## Geselecteerd fragment
De berekeningsgrondslag voor de overbruggingsuitkering die bovenop het loon uit een andere betrekking wordt betaald [(lid 1, onder a)], is de in § 16, lid 1, onder a), TV AL II bedoelde basisvergoeding waarop de werknemer op het tijdstip van zijn ontslag recht had over een volledige kalendermaand, op basis van de normale arbeidstijd zoals bepaald in zijn arbeidsovereenkomst (berekeningswijze: normale wekelijkse arbeidstijd x 13: 3) [...]

a)

Werknemers die op het tijdstip van hun ontslag

minstens 20 jaar in dienst zijn (§ 8 TV AL II of TV B II) en minstens 55 jaar oud zijn, of

minstens 25 jaar in dienst zijn (§ 8 TV AL II of TV B II) en minstens 50 jaar oud zijn

ontvangen de in de leden 1 tot en met 4 bedoelde overbruggingsuitkering zonder beperking in de tijd.

[...]”

11

§ 8 TV SozSich, met als opschrift „Uitsluiting en terugbetaling van onverschuldigde overbruggingsuitkeringen en bijdragen”, bepaalt in lid 1, onder c):

„Er wordt geen overbruggingsuitkering of bijdrage meer betaald voor de tijdvakken

[...]

c)

die volgen op de maand waarin de werknemer volgens de wettelijke pensioenverzekeringsregeling recht krijgt op een vervroegd ouderdomspensioen of een invaliditeitspensioen.”

Hoofdgeding en prejudiciële vraag

12

Bedi is in 1954 geboren en werd, met een invaliditeitspercentage van 50 %, erkend als een ernstig gehandicapt persoon.

## Verzamelde gegevens
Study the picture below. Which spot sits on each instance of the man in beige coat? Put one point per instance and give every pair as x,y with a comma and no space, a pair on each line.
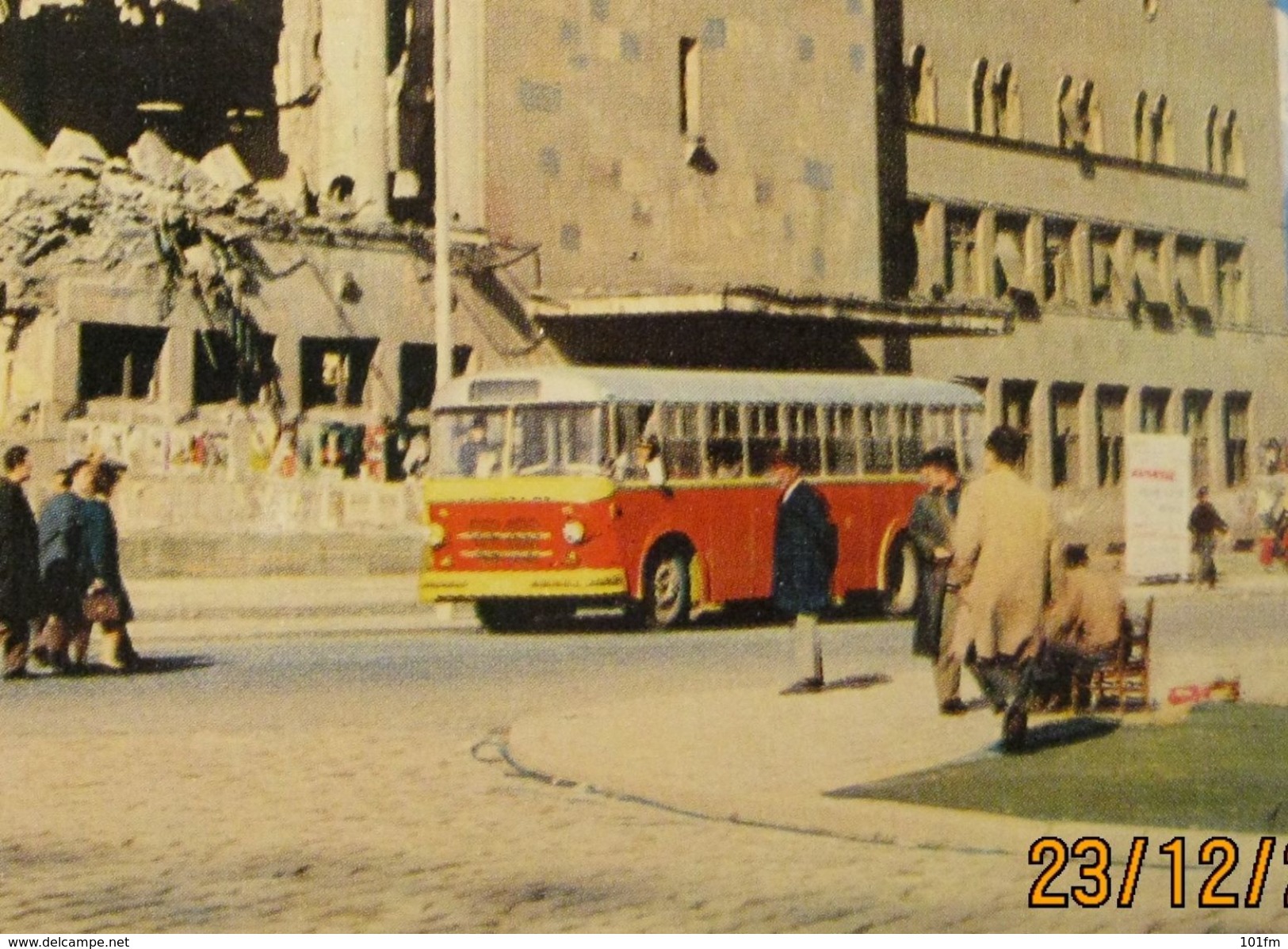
1001,561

## Uit te voeren taken
a - Welk opschrift draagt § 8 TV SozSich volgens het fragment over de overbruggingsuitkering?
b - Hervat het fragment over de overbruggingsuitkering na de laatste zin en schrijf de tekst verder.
De regels vormen afzonderlijk materiaal en staan los van het fragment.

## Schriftelijke antwoorden
a - „Uitsluiting en terugbetaling van onverschuldigde overbruggingsuitkeringen en bijdragen”.

b -
13

In 1978 is hij bij de Britse strijdkrachten in Duitsland beginnen te werken, eerst als lid van het burgerpersoneel en laatstelijk als bewaker in de kazerne van Münster (Duitsland). Volgens de bepalingen van zijn arbeidsovereenkomst waren de collectieve arbeidsovereenkomsten voor werknemers van op het Duitse grondgebied gestationeerde strijdkrachten – waaronder TV SozSich – van toepassing op zijn arbeidsverhouding.

14

Wegens de sluiting van de kazerne te Münster is Bedi met ingang van 31 december 2013 ontslagen. Hij heeft vanaf 1 januari 2014 de in § 4 TV SozSich bedoelde overbruggingsuitkering ontvangen (hierna: „overbruggingsuitkering”). Die bedroeg laatstelijk 1604,20 EUR per maand.

15

Op 1 maart 2014 is Bedi als bewaker beginnen te werken bij een privéonderneming, waar hij sinds 1 april 2016 voltijds werkt.

16

Bij brief van 23 maart 2015 heeft de Bondsrepubliek Duitsland hem laten weten dat hij volgens de wettelijke pensioenverzekeringsregeling vanaf 1 mei 2015 in aanmerking kwam voor een vervroegd ouderdomspensioen voor ernstig gehandicapten, en hij dientengevolge overeenkomstig § 8, lid 1, onder c), TV SozSich vanaf 30 april 2015 geen recht meer zou hebben op overbruggingsuitkering. Deze uitkering werd op die datum stopgezet.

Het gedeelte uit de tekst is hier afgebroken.